> HALAMAN
····················

Mohon tunggu...
Syam Syam
Syam Syam Mohon Tunggu... -

orang biasa

Selanjutnya

Tutup

Sosbud

Kesibukan Kecil di Kantor Kecamatan....

1 November 2011   01:24 Diperbarui: 26 Juni 2015   00:13 71
+
Laporkan Konten
Laporkan Akun
Kompasiana adalah platform blog. Konten ini menjadi tanggung jawab bloger dan tidak mewakili pandangan redaksi Kompas.
Lihat foto
Sosbud. Sumber ilustrasi: KOMPAS.com/Pesona Indonesia

Kesibukan kecil di kantor kecamatan kami, mulai terlihat sejak pagi. Jarum jam menunjuk pukul 8.30 Wita.

····················

> CUPLIKAN DATA
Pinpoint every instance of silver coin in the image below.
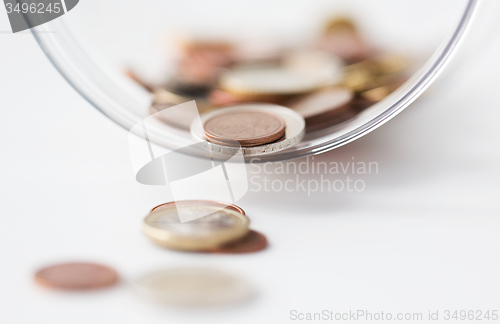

····················

> BAGIAN LATIHAN
#1 Tuliskan semua label tombol atau tautan pada halaman tentang kesibukan di kantor kecamatan yang diawali kata kerja perintah.
#2 Lanjutkan tulisan tentang kesibukan di kantor kecamatan setelah kalimat terakhir yang ditampilkan.
Data tersebut diambil dari sumber yang berbeda.

> JAWABAN
#1 Tutup, Laporkan Konten, Laporkan Akun, Lihat foto

#2
Beberapa warga mulai tak dapat menyembunyikan kegelisahannya di kursi antrean. Seorang ibu setengah
baya menarik nafas panjang tiga kali di samping saya. Di sudut barisan, ibu berjilbab putih sudah memakai
kertas undangan sebagai kipas seadanya, padahal cuaca masih pagi. Ulah bapak-bapak lain lagi, lebih asyik
berbincang teman duduk terdekatnya. Topiknya macam-macam. Warga yang sudah datang lebih awal, duduk sejak pukul 07.30 Wita itu, mulai tak sabar menunggu giliran.
Padahal panitia mengundang mereka pukul 09.00 Wita, baru akan dimulai. Untungnya, panitia lebih sigap. Walau belum pukul 09.00 Wita, acara sudah dimulai. Warga yang sudah ada
disilahkan menunjukkan undangan dari panitia. Tak lupa panitia meminta nomor urut dalam kertas kecil.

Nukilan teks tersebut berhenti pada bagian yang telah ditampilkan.